:: CONSIGNE ::
Selon le texte sur l'enseignement des équations en classe de 5ème, quelle méthode le programme de mathématiques de cette classe suggère-t-il ?

:: TEXTE EXTRAIT ::

Tableau n°2 : Méthodes utilisées pour enseigner les équations dans ID
Méthode utilisées pour enseigner les équations | Méthode de la redécouverte | Méthode de la découverte | Méthode intuitive d’observation | Méthode interrogative |
Effectif | 53 | 10 | 12 | 14 |
Pourcentage | 69% | 13% | 16% | 18% |
Source : Données du questionnaire-enseignants
69% des enseignants utilisent la méthode de la redécouverte et seuls 16% utilisent la méthode intuitive d’observation, méthode suggérée par le programme de mathématiques de la classe de 5ème. Cela montre une fois de plus que le programme de mathématiques semble ne pas être compris par les enseignants. Après un passage dans une école de formation, l’on est en droit de se demander pourquoi les enseignants ont des interprétations divergentes des commentaires.
2.3. Appréciation des encadreurs pédagogiques sur l’enseignement des équations en classe de 5ème
La suppression du contenu « égalité et opérations » dans le programme de 2009 (celui en vigueur) est différemment apprécié par les encadreurs pédagogiques. Ils ont vu en cette suppression des avantages et des inconvénients dans l’enseignement des équations. Nous présentons dans le tableau ci-dessous leurs appréciations.
Tableau n°3 : Avantages et inconvénients dégagés par les encadreurs pédagogiques
Avantages | Inconvénients |
– Marquer une différence nette entre la résolution des équations d’une classe à l’autre (5ème et 4ème par exemple) – Alléger le programme de la classe de 5ème – Éviter le formalisme creux – Mobiliser l’intuition de l’élève pour le rendre actif – Pallier à la mauvaise manière d’enseigner les équations | – Difficultés de conception des activités faisant appel à l’intuition des élèves – Difficultés pour introduire les équations – Règle de transposition n’est pas vue en 5ème – Résolution des équations en 5ème pose problème – Ce chapitre prend beaucoup de temps, il inhibe l’intuition de l’élève. |
Source : Données du questionnaire-enseignants
Les divergences de point de vue des encadreurs pédagogiques pourraient impacter positivement ou négativement les conseils prodigués aux enseignants dans leurs planifications des cours sur les équations. En effet, la majorité des encadreurs pédagogiques interrogés (plus de 80%) estiment que la démarche préconisée dans les instructions et commentaires du programme de 1992 est belle et bien efficace ; de plus, elle met l’accent sur le formalisme par l’utilisation des techniques de résolution. Pour cette majorité, les avantages de l’ancienne démarche sont : la démarche est explicite ; il y a un gain en temps pour l’enseignant ; elle facilite la compréhension des élèves moyens ; il y a une formalisation de la solution des équations ; elle entraine l’élève à la pensée déductive sur de courtes séances.

Libellés des points d'objets:
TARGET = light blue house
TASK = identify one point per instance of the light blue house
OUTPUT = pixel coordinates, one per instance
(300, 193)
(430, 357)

:: CORRIGÉ ::
La méthode intuitive d'observation.